**Your goal**
Below are entries; copy exactly the lines from the one with "Target: black handbag strap" through the one with "Target: woman with lanyard", both included, and leave out the rest.

━━━ Record set ━━━

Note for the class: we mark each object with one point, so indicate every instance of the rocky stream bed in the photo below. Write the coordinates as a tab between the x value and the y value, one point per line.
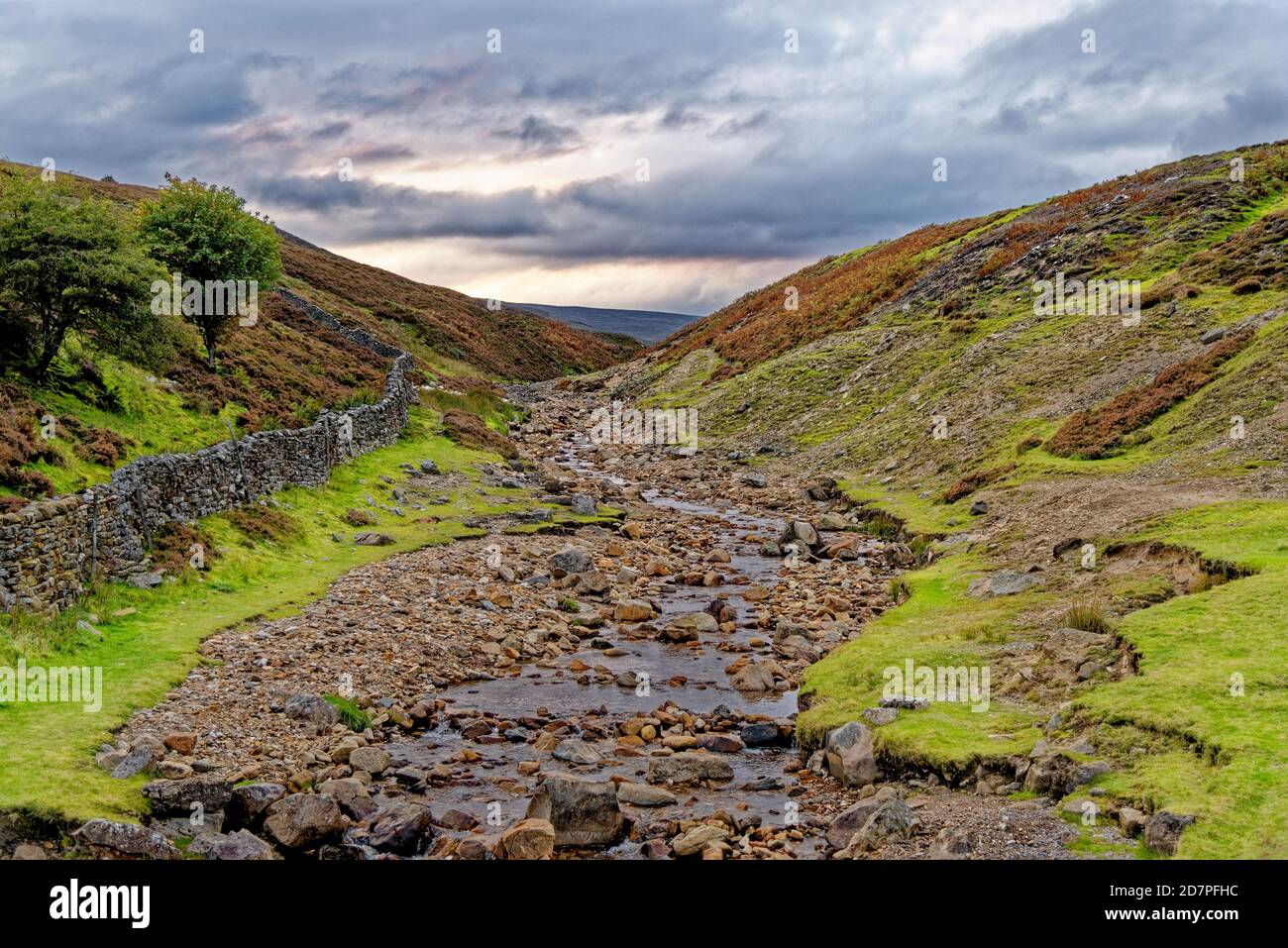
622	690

━━━
━━━ Record set ━━━

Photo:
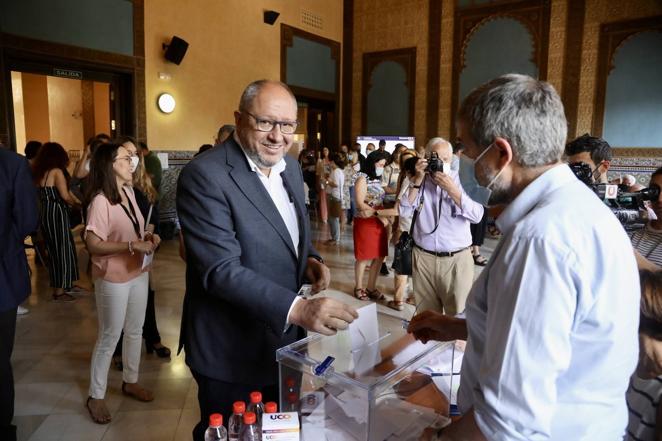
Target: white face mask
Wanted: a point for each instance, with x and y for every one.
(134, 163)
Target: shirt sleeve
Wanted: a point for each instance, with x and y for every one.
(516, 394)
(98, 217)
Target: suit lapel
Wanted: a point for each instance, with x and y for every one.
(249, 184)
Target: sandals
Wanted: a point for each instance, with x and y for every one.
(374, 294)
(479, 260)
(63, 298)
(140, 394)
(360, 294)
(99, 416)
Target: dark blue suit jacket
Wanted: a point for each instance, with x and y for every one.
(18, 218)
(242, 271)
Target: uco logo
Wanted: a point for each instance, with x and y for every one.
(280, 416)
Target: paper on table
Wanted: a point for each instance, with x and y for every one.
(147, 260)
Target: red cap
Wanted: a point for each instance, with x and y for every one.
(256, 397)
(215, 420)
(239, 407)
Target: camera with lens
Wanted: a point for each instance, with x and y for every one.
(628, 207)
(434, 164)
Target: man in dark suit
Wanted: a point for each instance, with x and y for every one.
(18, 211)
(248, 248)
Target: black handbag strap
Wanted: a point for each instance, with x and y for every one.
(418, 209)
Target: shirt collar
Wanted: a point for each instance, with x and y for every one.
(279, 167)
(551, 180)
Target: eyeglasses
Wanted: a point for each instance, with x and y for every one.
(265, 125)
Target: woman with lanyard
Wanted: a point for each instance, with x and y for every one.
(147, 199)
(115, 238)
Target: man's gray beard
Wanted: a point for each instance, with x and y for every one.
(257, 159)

━━━

**Answer for the task**
Target: black handbag strap
Wanted: a point for each instance, with x and y for every one.
(418, 209)
Target: shirt collar
Wanted: a point for each instance, with x and y for every one.
(279, 167)
(551, 180)
Target: eyeglasses
Wanted: a point for each instance, with x and y for every one.
(265, 125)
Target: woman with lanyard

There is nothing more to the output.